_SELECTED EXCERPT_:
The second book under review, Signature in the Cell by Stephen C. Meyer, is a very different book than the former one. It is written in a very accessible style so that a layman and one who is not a trained scientist can understand it. This book is autobiographical in nature. It describes Meyer's journey as a young scientist. First, he was an exploration geophysicist working for large multinational oil companies, and then he moved to Cambridge to take up studies in the history and philosophy of science. Next, he spent about a decade teaching undergraduates at Whitworth College in Spokane, Washington; and finally, he became one of the leaders of the ID movement and settled in Seattle as part of an ID think tank. He has arguably become one of the most public figures in the ID movement. What became his passion throughout this journey is the intersection between science and the origin of life. Meyer uses his own pilgrimage as a philosopher of science, and his increasing convictions about design holding significance for origin-of-life theories.
Meyer's book has the strength of being clearly written. Exceptionally lucid illustrations and helpful analogies are given throughout, making difficult scientific concepts abundantly clear to the untrained scientist. It is evident that Meyer's tenure as a college professor, hammering out explanations at a simple level, has served him well in writing a very clearly argued tome. Even so, I found Meyer's book too wordy and repetitive. It reminded me of a German classmate of mine in graduate school whose first draft of her dissertation exceeded 800 pages. She was instructed by our professor to go and cut it in half and not come back until she had condensed it. Even so, Meyer's book is clearly organized, and I think he and the editors at Harper are to be commended for their organizational structure.

_PROVIDED RECORDS_:
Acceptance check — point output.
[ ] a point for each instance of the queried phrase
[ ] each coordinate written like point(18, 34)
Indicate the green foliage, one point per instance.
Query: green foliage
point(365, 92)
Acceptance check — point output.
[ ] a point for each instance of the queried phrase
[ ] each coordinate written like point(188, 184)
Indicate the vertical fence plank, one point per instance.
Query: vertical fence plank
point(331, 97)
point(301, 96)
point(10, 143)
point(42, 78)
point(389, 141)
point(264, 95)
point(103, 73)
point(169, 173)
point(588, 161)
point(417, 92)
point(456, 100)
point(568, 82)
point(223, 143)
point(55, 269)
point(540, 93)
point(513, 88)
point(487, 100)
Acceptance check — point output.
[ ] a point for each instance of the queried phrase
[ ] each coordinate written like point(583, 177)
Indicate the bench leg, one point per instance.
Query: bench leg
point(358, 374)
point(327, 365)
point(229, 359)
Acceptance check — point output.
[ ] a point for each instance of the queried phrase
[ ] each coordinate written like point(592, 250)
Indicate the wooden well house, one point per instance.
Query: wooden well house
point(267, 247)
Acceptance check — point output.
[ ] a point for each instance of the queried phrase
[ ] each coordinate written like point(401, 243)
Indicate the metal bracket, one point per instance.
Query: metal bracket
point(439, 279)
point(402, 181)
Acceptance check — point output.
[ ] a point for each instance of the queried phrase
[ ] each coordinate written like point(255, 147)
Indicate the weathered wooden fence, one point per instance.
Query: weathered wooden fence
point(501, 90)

_WHAT TO PRODUCE_:
Answer each question using the book review.
(a) Before studying at Cambridge, what work did Meyer do?
(b) Where did Meyer teach undergraduates, and for roughly how long?
(c) Besides Meyer, who does the reviewer commend for the book's organizational structure?

_WRITTEN RESPONSE_:
(a) He was an exploration geophysicist working for large multinational oil companies.
(b) At Whitworth College in Spokane, Washington, for about a decade.
(c) The editors at Harper.